Work to complete – Can you quote exactly the stretch of lines from the one with "Put a dot on each instance of the fallen log" through the final line of the material, both ends included?

---- Supplied records

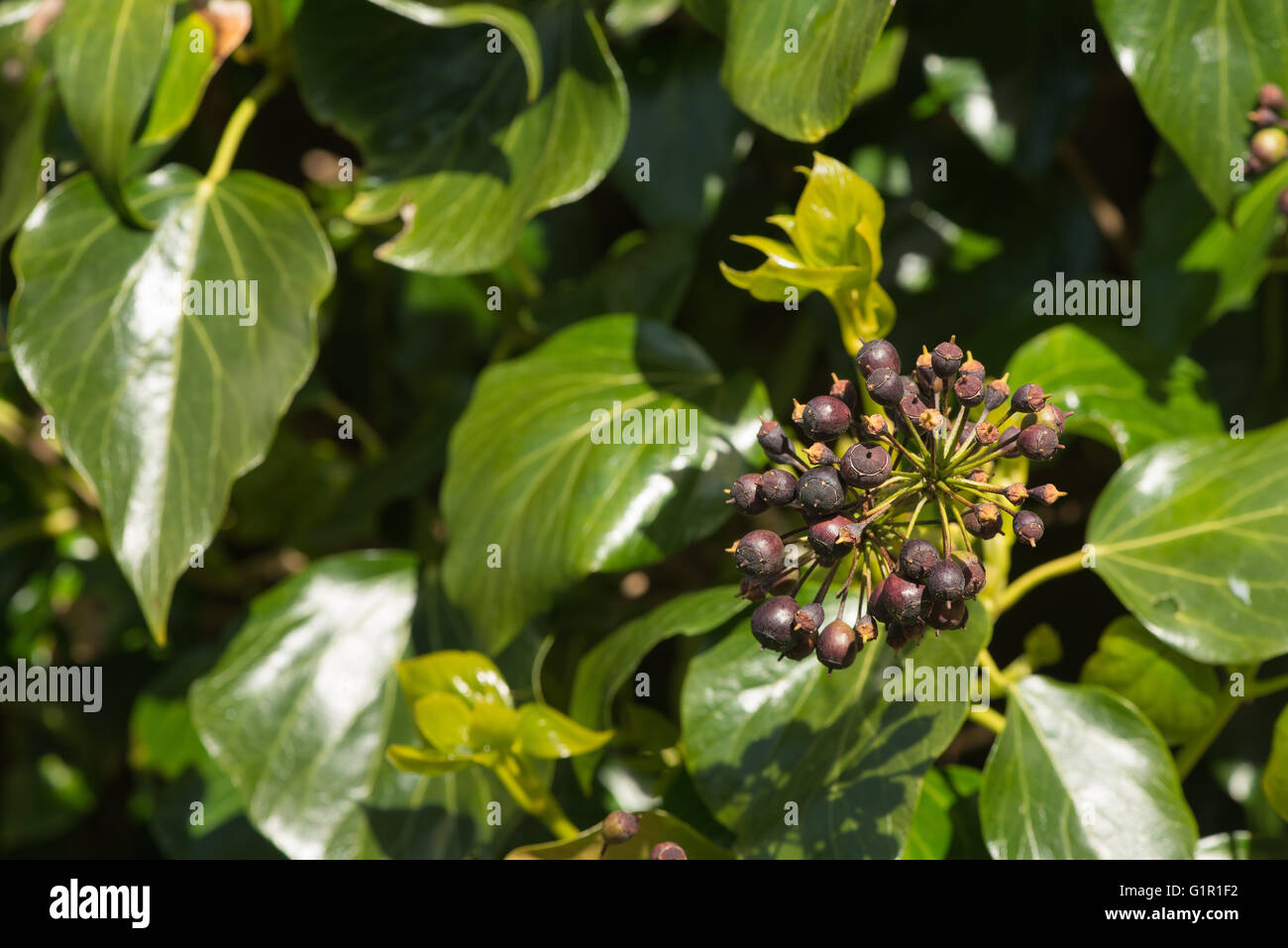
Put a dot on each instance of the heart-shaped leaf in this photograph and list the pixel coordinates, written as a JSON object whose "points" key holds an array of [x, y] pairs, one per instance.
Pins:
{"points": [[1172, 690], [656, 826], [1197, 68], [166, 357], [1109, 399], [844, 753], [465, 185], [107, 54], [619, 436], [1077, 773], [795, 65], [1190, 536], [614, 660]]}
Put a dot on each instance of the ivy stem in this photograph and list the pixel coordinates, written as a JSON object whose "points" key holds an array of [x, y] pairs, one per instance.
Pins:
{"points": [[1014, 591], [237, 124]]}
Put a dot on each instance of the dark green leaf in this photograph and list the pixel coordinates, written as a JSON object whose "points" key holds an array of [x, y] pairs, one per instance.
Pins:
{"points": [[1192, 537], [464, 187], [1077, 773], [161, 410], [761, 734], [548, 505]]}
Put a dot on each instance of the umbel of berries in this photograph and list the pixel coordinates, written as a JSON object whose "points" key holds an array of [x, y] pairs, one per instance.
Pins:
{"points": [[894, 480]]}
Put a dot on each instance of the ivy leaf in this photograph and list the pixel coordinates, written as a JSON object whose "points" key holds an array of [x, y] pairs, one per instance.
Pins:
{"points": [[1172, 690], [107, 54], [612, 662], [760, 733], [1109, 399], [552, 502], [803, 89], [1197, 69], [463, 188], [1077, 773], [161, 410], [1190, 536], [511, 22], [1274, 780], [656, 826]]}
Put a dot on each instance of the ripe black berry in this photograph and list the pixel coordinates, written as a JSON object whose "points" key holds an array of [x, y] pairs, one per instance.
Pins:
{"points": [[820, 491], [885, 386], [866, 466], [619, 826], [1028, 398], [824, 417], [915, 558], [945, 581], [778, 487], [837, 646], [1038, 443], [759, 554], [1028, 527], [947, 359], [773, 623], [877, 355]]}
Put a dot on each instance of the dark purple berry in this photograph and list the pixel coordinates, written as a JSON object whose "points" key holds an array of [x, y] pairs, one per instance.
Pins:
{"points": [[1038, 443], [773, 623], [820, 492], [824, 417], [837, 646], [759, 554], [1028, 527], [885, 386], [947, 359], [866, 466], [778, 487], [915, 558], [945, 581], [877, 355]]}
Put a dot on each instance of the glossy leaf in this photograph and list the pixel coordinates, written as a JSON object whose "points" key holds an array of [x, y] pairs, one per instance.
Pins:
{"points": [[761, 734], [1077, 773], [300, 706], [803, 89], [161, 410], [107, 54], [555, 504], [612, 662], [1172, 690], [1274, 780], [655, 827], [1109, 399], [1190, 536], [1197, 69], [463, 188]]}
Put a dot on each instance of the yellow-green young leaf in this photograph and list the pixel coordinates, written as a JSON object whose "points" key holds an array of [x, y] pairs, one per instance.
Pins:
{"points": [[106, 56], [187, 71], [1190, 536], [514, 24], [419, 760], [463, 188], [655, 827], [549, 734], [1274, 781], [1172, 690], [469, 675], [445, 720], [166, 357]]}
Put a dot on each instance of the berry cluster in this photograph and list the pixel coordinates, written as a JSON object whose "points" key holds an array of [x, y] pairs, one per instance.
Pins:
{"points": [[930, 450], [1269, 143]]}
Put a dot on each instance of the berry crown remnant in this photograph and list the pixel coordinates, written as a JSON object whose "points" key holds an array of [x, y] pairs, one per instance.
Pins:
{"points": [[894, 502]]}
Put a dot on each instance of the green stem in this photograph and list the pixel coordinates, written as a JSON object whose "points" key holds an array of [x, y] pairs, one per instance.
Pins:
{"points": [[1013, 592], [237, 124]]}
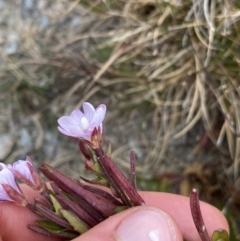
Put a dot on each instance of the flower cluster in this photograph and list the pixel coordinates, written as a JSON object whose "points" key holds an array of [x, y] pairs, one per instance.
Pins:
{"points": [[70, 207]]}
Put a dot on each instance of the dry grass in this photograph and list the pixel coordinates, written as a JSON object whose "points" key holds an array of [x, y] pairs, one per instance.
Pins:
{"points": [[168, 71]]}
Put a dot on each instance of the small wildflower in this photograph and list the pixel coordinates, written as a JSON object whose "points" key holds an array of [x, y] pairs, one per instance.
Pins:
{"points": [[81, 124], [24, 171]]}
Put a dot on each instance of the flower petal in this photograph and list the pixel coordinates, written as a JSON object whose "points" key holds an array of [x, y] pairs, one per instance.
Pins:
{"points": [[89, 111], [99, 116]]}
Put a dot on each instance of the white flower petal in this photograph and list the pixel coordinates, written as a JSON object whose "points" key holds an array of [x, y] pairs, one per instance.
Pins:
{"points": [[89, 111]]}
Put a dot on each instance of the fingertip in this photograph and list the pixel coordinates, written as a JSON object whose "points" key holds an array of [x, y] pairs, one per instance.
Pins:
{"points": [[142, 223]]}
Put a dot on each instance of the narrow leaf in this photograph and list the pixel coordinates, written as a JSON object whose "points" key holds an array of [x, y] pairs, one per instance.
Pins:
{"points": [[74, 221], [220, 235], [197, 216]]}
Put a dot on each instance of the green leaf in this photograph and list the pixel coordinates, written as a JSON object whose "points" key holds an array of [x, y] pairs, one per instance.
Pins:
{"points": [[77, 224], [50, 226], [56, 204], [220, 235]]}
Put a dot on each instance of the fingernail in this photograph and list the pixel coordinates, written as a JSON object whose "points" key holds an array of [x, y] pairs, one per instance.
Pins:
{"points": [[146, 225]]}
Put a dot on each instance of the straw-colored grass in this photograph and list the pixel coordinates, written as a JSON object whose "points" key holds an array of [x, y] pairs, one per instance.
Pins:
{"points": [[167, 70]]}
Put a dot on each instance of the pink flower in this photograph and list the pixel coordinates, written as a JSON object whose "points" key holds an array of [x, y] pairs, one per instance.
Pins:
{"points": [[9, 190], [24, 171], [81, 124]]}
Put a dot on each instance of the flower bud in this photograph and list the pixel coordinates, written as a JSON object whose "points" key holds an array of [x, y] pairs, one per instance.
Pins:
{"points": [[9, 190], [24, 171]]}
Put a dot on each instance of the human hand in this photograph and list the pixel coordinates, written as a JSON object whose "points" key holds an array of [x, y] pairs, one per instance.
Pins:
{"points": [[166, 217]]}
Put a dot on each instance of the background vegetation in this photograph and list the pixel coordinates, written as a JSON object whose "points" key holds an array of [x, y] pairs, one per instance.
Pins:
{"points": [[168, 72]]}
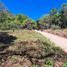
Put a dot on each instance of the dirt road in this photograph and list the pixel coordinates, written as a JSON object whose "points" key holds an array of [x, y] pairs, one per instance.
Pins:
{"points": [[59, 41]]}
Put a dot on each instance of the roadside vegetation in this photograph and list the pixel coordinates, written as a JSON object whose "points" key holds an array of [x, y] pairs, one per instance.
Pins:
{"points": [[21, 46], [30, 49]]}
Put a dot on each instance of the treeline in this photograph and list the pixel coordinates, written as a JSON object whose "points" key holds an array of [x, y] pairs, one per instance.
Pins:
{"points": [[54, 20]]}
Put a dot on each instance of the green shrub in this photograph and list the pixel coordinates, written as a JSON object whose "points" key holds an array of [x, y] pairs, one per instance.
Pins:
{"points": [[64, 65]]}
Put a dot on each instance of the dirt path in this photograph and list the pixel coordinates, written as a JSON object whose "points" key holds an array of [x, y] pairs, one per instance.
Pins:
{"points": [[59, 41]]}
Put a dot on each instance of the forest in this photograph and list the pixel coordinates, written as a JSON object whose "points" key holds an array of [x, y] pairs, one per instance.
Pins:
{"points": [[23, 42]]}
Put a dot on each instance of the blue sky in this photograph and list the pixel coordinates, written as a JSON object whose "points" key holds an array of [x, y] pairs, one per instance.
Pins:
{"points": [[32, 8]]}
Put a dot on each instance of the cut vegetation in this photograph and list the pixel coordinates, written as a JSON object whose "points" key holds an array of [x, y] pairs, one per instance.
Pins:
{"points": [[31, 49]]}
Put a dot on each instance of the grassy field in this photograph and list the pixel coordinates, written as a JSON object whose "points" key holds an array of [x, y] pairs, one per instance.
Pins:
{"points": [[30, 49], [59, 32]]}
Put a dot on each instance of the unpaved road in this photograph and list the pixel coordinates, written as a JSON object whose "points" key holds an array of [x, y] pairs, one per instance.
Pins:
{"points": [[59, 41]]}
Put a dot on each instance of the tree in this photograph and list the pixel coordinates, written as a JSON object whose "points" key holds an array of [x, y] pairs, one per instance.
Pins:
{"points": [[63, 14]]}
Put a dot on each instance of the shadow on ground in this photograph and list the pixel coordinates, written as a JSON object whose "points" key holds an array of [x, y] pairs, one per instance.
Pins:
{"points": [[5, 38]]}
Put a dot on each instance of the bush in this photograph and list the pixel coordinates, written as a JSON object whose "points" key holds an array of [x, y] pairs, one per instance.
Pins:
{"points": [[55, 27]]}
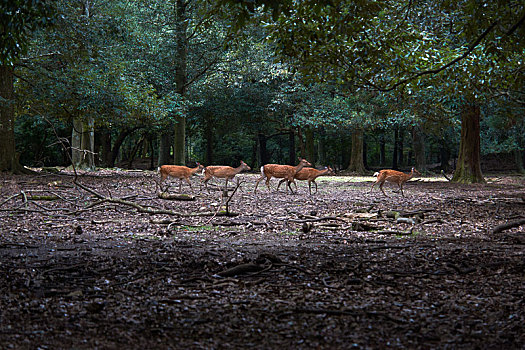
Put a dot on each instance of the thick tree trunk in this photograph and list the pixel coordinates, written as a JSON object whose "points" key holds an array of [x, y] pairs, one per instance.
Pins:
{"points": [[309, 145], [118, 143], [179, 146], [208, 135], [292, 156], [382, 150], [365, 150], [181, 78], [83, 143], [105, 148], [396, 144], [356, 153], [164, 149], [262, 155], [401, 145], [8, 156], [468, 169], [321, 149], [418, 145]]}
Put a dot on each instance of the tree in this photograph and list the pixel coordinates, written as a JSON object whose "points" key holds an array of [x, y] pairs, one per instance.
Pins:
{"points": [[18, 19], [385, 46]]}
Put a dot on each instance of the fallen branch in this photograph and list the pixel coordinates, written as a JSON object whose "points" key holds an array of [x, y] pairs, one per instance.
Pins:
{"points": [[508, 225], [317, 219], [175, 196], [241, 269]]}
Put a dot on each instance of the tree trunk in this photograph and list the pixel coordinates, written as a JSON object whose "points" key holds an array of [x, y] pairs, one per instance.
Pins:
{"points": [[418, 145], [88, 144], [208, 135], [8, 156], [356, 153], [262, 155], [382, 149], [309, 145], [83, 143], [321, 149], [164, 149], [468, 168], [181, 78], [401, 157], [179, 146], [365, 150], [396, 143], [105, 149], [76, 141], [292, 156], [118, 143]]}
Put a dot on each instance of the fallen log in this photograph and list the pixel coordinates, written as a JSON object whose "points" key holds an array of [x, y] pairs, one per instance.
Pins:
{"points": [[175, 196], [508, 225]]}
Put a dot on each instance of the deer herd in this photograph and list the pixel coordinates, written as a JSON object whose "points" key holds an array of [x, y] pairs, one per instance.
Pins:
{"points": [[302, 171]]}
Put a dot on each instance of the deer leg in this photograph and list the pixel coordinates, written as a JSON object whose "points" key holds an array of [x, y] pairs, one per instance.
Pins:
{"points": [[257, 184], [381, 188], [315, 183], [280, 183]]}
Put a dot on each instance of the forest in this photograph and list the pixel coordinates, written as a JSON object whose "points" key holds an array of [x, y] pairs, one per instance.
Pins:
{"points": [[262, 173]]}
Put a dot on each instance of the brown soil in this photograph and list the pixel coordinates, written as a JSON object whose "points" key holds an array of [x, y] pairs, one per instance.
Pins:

--------

Reply to the task –
Put a dot on each instance of the fallen log in this photograph and list the pixel coordinates, written as a JSON object whose "points" key holds an array of [x, y] pairs, one per instance.
Pins:
{"points": [[175, 196], [508, 225]]}
Put a dot on each instance of the deer herd in this photograph and list the pixel coordinates, written as a JSON object whose "points" key holds an array of [x, y] pairs, one per instance.
Pins:
{"points": [[302, 171]]}
Put a dot on each instance of the deer leg in this photograph and list the pixel coordinates, written as a JSON object whose "points" key holds an array of [x, y] pairs, one per instance.
Pins:
{"points": [[257, 184], [381, 188], [315, 183], [280, 183]]}
Put a dot on each instance of the forest in this photograph and list the pixel coordinates, written as a JSON object whose "points" key holds an array of [x, y] pairs, one per instance.
Pins:
{"points": [[262, 173]]}
Put a dot on each instance of the brown soil in this photograph and list the pixel coordinates, written as a JSON object whose "points" key holds an array of [x, y] pairs, one per instance.
Pins:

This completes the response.